Textauszug
>>>>
Die beiden Geschichten trugen maßgeblich dazu bei, die Wertschätzung des Umwelt- und Artenschutzes in Österreich zu etablieren. Darüber hinaus traten für viele Bürgerinnen und Bürger die Möglichkeiten der direkten Demokratie erstmals derart öffentlichkeitswirksam in Erscheinung, sodass das österreichische Demokratiebewusstsein richtungsweisend gestärkt wurde. Sie, diese Massenbewegungen, legten zusammen mit anderen lokalen Bürgerinitiativen den Grundstein für die Gründung einer grünen Partei in Österreich. 1986 setzte sich Freda Meissner-Blau, die erste Klubchefin der Partei, erfolgreich durch und schaffte den Sprung in den Nationalrat.
Über die Jahre hinweg leisteten die Grünen erfolgreiche und für die Regierungsparteien unangenehme Oppositionsarbeit. Fast durchgehend konnten sie ihren Stimmenanteil steigern und wurden 2006 mit über elf Prozent der Stimmen erstmals gemeinsam mit der FPÖ drittstärkste Partei im Österreichischen Nationalrat. Speziell für ihren Kampf gegen Korruption und ihrer Arbeit als „Aufdeckerpartei“ (federführend war hier Gründungsmitglied Peter Pilz) ernteten die Grünen öffentliche Anerkennung.
<<<<
Prüfe bitte, ob diese Aussagen mit dem Textauszug über die Grünen in Österreich übereinstimmen: 1. Freda Meissner-Blau war die erste Klubchefin der Partei. 2. Im Jahr 2006 wurden die Grünen allein drittstärkste Partei im Nationalrat. 3. Peter Pilz gehörte zu den Gründungsmitgliedern. Antworte jeweils mit Ja oder Nein und zitiere die entscheidenden Worte des Textauszugs wörtlich. Das Material wird hierfür nicht gebraucht.

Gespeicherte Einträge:
>>>>
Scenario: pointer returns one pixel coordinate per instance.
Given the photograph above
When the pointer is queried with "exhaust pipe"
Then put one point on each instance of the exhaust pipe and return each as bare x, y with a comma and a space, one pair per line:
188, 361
<<<<
Ergebnis
1. Ja: „Freda Meissner-Blau, die erste Klubchefin der Partei“
2. Nein: „wurden 2006 mit über elf Prozent der Stimmen erstmals gemeinsam mit der FPÖ drittstärkste Partei“
3. Ja: „federführend war hier Gründungsmitglied Peter Pilz“